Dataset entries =

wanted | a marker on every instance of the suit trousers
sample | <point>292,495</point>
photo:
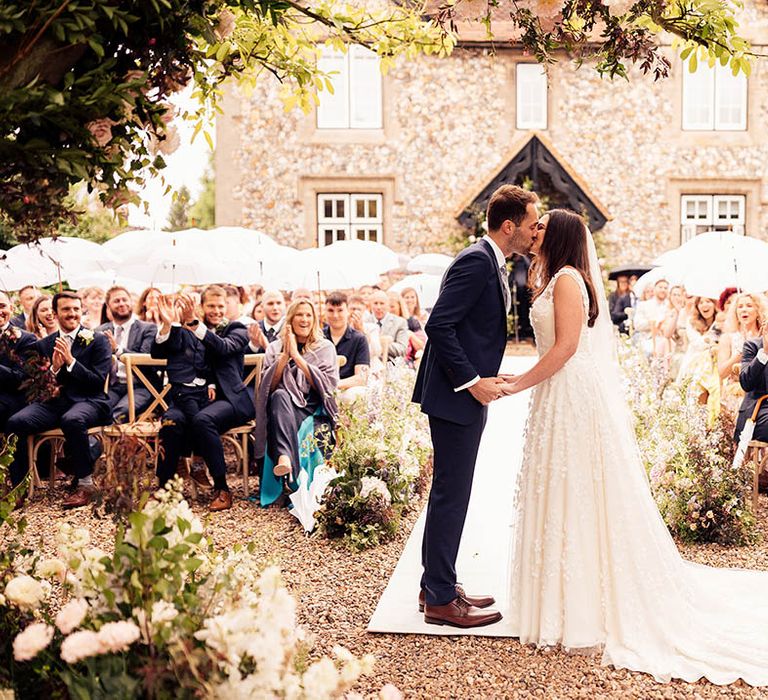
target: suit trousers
<point>73,417</point>
<point>455,454</point>
<point>118,400</point>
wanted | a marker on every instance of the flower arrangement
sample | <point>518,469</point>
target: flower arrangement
<point>163,616</point>
<point>383,455</point>
<point>699,494</point>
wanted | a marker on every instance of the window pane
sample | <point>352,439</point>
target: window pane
<point>364,89</point>
<point>531,88</point>
<point>698,98</point>
<point>333,110</point>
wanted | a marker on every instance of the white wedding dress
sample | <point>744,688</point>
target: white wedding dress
<point>593,563</point>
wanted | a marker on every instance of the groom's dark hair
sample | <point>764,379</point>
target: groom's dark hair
<point>508,202</point>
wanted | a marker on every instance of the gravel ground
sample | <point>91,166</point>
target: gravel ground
<point>337,592</point>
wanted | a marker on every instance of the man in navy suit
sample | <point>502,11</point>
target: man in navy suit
<point>457,379</point>
<point>205,369</point>
<point>16,346</point>
<point>126,333</point>
<point>80,359</point>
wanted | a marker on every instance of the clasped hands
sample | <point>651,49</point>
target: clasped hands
<point>489,389</point>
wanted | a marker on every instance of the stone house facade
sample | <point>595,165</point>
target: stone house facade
<point>651,163</point>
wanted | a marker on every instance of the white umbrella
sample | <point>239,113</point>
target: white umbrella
<point>430,263</point>
<point>427,288</point>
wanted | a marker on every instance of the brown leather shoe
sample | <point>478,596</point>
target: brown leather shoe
<point>459,613</point>
<point>479,601</point>
<point>82,496</point>
<point>222,500</point>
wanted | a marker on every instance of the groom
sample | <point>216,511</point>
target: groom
<point>457,379</point>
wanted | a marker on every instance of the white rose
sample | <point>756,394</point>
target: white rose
<point>118,636</point>
<point>71,616</point>
<point>80,645</point>
<point>29,643</point>
<point>25,592</point>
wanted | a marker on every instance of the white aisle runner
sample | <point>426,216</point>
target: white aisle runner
<point>483,562</point>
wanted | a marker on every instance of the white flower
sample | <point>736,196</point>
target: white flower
<point>71,616</point>
<point>25,592</point>
<point>118,636</point>
<point>80,645</point>
<point>372,484</point>
<point>29,643</point>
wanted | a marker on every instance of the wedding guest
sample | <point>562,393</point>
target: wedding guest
<point>146,307</point>
<point>299,377</point>
<point>42,321</point>
<point>391,326</point>
<point>126,333</point>
<point>27,296</point>
<point>267,330</point>
<point>208,397</point>
<point>80,361</point>
<point>746,313</point>
<point>15,345</point>
<point>350,344</point>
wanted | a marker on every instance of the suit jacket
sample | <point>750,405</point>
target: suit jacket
<point>140,339</point>
<point>754,380</point>
<point>467,335</point>
<point>87,379</point>
<point>396,328</point>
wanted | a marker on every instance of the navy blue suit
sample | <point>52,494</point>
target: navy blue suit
<point>754,380</point>
<point>140,338</point>
<point>81,403</point>
<point>12,375</point>
<point>193,421</point>
<point>467,335</point>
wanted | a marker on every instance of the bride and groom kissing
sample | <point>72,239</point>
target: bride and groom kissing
<point>593,565</point>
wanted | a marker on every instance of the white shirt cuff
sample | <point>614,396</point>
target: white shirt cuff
<point>470,383</point>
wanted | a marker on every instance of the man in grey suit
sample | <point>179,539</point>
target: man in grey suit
<point>395,327</point>
<point>126,333</point>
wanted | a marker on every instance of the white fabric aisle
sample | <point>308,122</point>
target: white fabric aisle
<point>483,562</point>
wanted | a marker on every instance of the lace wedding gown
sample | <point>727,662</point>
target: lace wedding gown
<point>593,563</point>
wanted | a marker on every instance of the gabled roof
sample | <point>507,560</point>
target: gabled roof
<point>530,156</point>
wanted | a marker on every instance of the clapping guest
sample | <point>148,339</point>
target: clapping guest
<point>266,331</point>
<point>146,307</point>
<point>42,321</point>
<point>80,360</point>
<point>27,296</point>
<point>208,397</point>
<point>126,333</point>
<point>393,327</point>
<point>299,377</point>
<point>350,344</point>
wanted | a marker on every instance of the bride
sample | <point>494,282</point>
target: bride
<point>593,563</point>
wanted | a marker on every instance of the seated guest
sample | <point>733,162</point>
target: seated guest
<point>80,359</point>
<point>27,296</point>
<point>42,321</point>
<point>126,333</point>
<point>391,326</point>
<point>298,384</point>
<point>208,397</point>
<point>16,344</point>
<point>146,306</point>
<point>350,344</point>
<point>266,331</point>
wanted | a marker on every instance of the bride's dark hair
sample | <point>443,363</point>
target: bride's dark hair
<point>565,243</point>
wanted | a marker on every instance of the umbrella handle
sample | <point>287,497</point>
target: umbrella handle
<point>757,407</point>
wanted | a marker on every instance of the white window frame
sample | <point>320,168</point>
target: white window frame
<point>708,98</point>
<point>706,216</point>
<point>350,226</point>
<point>531,96</point>
<point>357,99</point>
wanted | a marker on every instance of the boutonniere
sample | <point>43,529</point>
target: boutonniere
<point>86,335</point>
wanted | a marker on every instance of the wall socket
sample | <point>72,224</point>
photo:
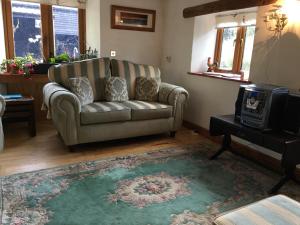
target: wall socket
<point>169,59</point>
<point>113,53</point>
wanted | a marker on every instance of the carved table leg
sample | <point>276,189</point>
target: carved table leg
<point>225,145</point>
<point>289,173</point>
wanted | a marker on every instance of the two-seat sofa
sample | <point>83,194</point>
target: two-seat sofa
<point>101,120</point>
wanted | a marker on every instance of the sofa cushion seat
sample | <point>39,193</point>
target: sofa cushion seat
<point>141,110</point>
<point>104,112</point>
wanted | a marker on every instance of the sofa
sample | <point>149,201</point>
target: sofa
<point>102,120</point>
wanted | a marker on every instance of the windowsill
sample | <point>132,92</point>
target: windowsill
<point>222,76</point>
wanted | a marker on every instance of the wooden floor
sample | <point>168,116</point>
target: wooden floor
<point>23,153</point>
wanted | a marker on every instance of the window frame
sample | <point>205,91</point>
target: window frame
<point>46,30</point>
<point>238,53</point>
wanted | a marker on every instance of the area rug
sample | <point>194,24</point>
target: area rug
<point>174,186</point>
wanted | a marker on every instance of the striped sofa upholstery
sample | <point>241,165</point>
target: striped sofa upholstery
<point>277,210</point>
<point>130,71</point>
<point>106,112</point>
<point>95,69</point>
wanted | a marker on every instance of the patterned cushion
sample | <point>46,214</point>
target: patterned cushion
<point>81,87</point>
<point>146,89</point>
<point>130,71</point>
<point>104,112</point>
<point>116,90</point>
<point>95,69</point>
<point>274,210</point>
<point>148,110</point>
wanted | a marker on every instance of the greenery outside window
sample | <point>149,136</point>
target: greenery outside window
<point>42,30</point>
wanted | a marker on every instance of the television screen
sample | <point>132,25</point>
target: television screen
<point>254,102</point>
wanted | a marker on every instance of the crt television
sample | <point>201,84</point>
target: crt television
<point>263,106</point>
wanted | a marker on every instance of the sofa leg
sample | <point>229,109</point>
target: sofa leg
<point>172,134</point>
<point>72,148</point>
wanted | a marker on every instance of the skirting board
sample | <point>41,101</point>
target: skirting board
<point>243,150</point>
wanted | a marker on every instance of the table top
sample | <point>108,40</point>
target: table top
<point>23,100</point>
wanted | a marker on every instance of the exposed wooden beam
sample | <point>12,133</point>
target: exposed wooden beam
<point>223,5</point>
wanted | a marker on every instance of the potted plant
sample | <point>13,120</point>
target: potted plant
<point>19,65</point>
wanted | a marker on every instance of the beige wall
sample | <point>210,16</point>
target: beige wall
<point>207,96</point>
<point>93,24</point>
<point>2,42</point>
<point>136,46</point>
<point>275,60</point>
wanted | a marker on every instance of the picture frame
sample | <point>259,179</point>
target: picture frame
<point>136,19</point>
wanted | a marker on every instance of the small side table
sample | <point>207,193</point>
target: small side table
<point>21,110</point>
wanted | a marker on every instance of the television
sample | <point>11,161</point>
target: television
<point>263,106</point>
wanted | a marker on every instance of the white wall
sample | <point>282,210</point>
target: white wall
<point>136,46</point>
<point>2,42</point>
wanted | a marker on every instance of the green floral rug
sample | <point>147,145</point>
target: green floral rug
<point>173,186</point>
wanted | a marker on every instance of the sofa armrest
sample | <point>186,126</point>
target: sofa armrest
<point>2,105</point>
<point>175,96</point>
<point>64,108</point>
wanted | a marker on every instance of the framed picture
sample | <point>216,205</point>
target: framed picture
<point>127,18</point>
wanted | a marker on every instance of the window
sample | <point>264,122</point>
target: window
<point>43,30</point>
<point>26,24</point>
<point>234,48</point>
<point>66,30</point>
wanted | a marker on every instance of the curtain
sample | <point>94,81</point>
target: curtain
<point>236,20</point>
<point>70,3</point>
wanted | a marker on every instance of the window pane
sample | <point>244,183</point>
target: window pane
<point>228,47</point>
<point>249,42</point>
<point>27,29</point>
<point>66,30</point>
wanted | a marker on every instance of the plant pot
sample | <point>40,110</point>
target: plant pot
<point>42,68</point>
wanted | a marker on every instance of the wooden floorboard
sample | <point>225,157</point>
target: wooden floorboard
<point>23,153</point>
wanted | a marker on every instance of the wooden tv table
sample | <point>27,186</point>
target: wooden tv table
<point>286,144</point>
<point>21,110</point>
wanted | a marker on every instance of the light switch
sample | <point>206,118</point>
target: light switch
<point>169,59</point>
<point>113,53</point>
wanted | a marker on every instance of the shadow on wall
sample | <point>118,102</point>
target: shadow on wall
<point>276,61</point>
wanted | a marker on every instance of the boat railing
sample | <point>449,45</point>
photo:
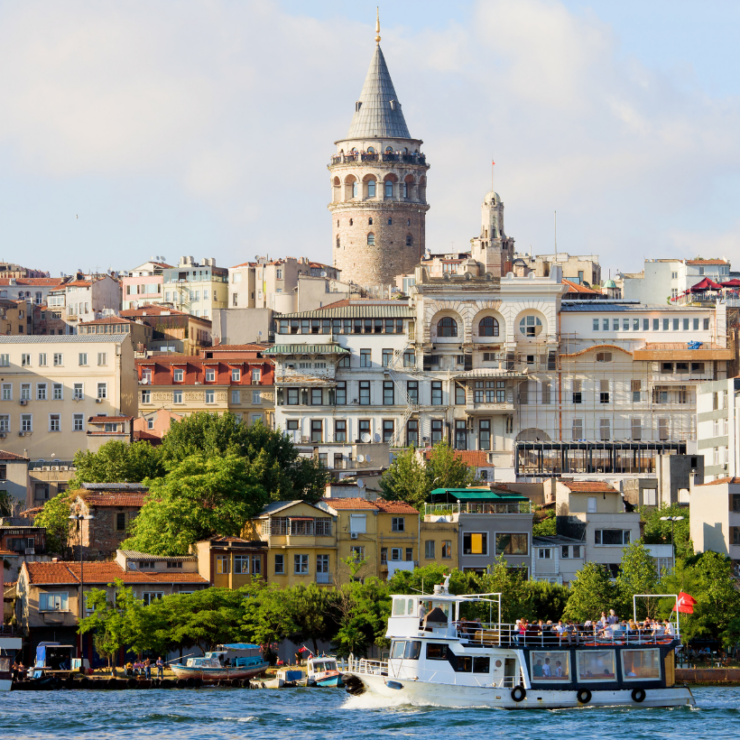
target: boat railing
<point>508,635</point>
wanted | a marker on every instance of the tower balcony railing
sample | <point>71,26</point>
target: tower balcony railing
<point>390,157</point>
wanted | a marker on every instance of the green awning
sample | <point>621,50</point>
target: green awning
<point>484,495</point>
<point>330,348</point>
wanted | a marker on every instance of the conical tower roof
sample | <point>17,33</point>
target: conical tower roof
<point>378,112</point>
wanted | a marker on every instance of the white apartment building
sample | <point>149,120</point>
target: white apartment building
<point>662,279</point>
<point>52,386</point>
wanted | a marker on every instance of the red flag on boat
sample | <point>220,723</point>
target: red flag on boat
<point>685,603</point>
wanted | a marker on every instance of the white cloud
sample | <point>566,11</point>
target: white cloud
<point>235,106</point>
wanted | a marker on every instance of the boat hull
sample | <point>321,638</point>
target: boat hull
<point>211,675</point>
<point>422,693</point>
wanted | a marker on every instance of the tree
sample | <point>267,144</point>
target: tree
<point>117,462</point>
<point>199,497</point>
<point>408,479</point>
<point>637,575</point>
<point>55,518</point>
<point>273,458</point>
<point>658,532</point>
<point>591,592</point>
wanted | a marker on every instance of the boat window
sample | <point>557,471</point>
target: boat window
<point>436,651</point>
<point>596,665</point>
<point>641,665</point>
<point>481,664</point>
<point>550,665</point>
<point>413,650</point>
<point>397,649</point>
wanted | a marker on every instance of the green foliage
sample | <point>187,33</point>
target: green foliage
<point>637,575</point>
<point>117,462</point>
<point>271,456</point>
<point>658,532</point>
<point>199,497</point>
<point>545,523</point>
<point>55,517</point>
<point>591,592</point>
<point>407,479</point>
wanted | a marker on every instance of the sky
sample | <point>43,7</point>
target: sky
<point>130,129</point>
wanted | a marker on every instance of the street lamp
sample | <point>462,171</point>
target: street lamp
<point>672,520</point>
<point>79,518</point>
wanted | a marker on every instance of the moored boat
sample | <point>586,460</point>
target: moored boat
<point>442,659</point>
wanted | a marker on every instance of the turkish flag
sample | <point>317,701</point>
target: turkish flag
<point>685,603</point>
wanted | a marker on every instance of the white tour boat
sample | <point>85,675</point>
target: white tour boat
<point>441,659</point>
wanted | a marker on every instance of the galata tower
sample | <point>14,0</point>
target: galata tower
<point>379,187</point>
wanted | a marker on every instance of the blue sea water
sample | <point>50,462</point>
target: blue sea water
<point>317,714</point>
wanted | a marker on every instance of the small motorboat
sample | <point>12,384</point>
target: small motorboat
<point>229,662</point>
<point>322,671</point>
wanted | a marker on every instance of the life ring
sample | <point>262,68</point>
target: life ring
<point>518,693</point>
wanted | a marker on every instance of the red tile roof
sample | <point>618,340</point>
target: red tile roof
<point>63,573</point>
<point>113,499</point>
<point>720,481</point>
<point>11,456</point>
<point>589,486</point>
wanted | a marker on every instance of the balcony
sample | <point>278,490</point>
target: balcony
<point>453,511</point>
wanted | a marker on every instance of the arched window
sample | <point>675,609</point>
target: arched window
<point>447,327</point>
<point>488,327</point>
<point>530,326</point>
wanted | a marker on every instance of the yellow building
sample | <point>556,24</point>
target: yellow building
<point>383,534</point>
<point>301,541</point>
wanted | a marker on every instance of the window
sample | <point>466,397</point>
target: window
<point>550,665</point>
<point>53,602</point>
<point>300,564</point>
<point>475,543</point>
<point>279,564</point>
<point>612,537</point>
<point>447,327</point>
<point>530,326</point>
<point>596,665</point>
<point>488,327</point>
<point>512,544</point>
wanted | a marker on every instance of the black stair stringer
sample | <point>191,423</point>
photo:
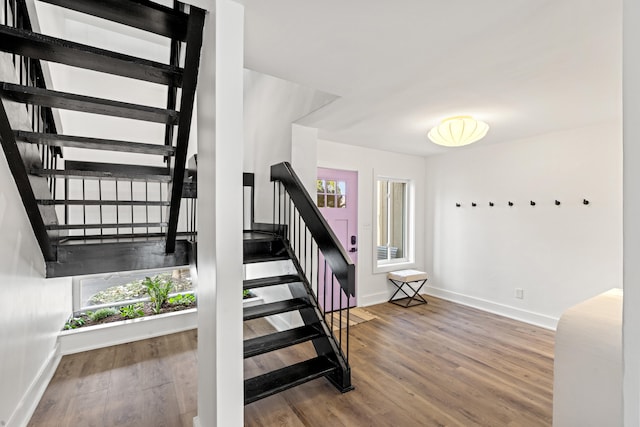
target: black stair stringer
<point>326,346</point>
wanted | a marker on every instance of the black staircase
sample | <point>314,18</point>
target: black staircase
<point>91,217</point>
<point>300,235</point>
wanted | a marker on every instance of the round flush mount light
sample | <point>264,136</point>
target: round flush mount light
<point>458,131</point>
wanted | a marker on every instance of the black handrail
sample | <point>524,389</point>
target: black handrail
<point>331,248</point>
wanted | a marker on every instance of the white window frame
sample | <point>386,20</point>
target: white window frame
<point>383,266</point>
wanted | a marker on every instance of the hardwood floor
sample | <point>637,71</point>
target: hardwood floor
<point>440,364</point>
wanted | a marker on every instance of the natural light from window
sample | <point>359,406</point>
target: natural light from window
<point>392,221</point>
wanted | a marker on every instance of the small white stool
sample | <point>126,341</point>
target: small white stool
<point>402,278</point>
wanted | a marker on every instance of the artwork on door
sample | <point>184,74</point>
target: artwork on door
<point>337,198</point>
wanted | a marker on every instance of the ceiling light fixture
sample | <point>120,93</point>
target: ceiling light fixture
<point>458,131</point>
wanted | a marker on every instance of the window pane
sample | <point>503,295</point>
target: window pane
<point>391,224</point>
<point>382,214</point>
<point>397,225</point>
<point>119,288</point>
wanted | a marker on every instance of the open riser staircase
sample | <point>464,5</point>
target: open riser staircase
<point>90,216</point>
<point>300,236</point>
<point>95,217</point>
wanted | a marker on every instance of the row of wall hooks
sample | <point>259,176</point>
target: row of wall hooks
<point>531,202</point>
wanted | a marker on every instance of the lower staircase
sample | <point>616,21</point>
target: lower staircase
<point>94,217</point>
<point>330,362</point>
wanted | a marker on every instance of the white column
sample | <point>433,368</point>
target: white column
<point>304,155</point>
<point>631,212</point>
<point>220,141</point>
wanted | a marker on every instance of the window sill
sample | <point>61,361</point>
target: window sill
<point>393,267</point>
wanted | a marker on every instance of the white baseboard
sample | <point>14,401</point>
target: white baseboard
<point>530,317</point>
<point>29,402</point>
<point>367,300</point>
<point>100,336</point>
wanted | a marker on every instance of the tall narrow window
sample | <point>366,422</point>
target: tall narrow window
<point>392,221</point>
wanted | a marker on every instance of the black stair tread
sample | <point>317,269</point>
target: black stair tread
<point>81,259</point>
<point>87,104</point>
<point>98,175</point>
<point>95,226</point>
<point>58,140</point>
<point>142,14</point>
<point>255,258</point>
<point>259,236</point>
<point>273,382</point>
<point>107,171</point>
<point>264,344</point>
<point>120,237</point>
<point>40,46</point>
<point>270,281</point>
<point>103,202</point>
<point>272,308</point>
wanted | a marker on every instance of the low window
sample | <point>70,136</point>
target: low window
<point>117,289</point>
<point>392,221</point>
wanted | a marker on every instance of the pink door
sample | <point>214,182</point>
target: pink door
<point>337,198</point>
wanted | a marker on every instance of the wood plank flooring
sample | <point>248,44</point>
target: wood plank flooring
<point>440,364</point>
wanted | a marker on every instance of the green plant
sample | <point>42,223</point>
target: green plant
<point>101,313</point>
<point>186,299</point>
<point>74,322</point>
<point>158,291</point>
<point>132,311</point>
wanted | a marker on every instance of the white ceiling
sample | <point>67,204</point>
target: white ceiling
<point>527,67</point>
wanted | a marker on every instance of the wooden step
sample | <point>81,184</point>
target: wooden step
<point>105,226</point>
<point>81,259</point>
<point>256,258</point>
<point>264,344</point>
<point>58,140</point>
<point>155,203</point>
<point>142,14</point>
<point>87,104</point>
<point>277,307</point>
<point>263,247</point>
<point>88,170</point>
<point>273,382</point>
<point>40,46</point>
<point>270,281</point>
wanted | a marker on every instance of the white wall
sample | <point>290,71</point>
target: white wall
<point>272,105</point>
<point>373,288</point>
<point>558,255</point>
<point>219,275</point>
<point>631,321</point>
<point>34,309</point>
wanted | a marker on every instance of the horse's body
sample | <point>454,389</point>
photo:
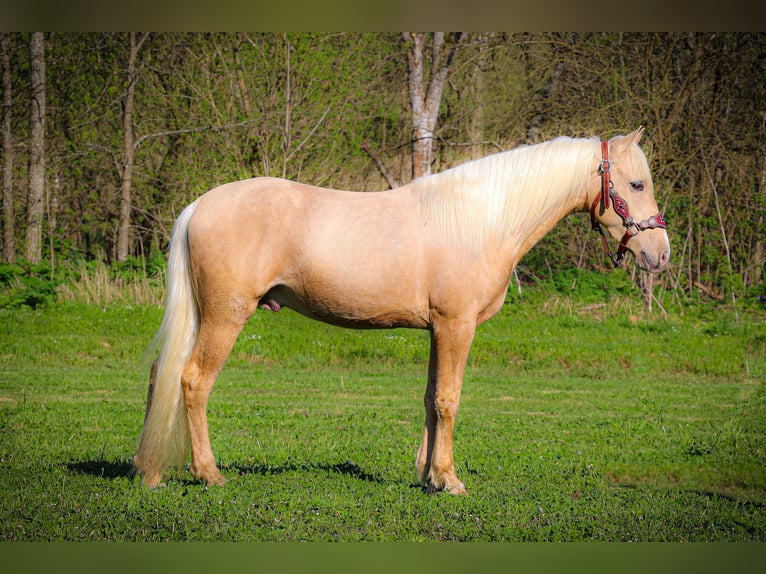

Short task =
Reproduce the entries from the start through the line holding "<point>699,494</point>", inclusive, requests included and pictures left out. Scale each answer point's coordinates by 1.5, rounding to whole numbers with halves going up, and keep the sample points in the requests unchanged.

Complete output =
wanted | a marker on every instance of the suit trousers
sample | <point>292,495</point>
photo:
target: suit trousers
<point>110,626</point>
<point>683,681</point>
<point>177,600</point>
wanted | a marker on every instance of the flower arrangement
sample | <point>518,469</point>
target: flower arrangement
<point>245,924</point>
<point>575,683</point>
<point>1049,741</point>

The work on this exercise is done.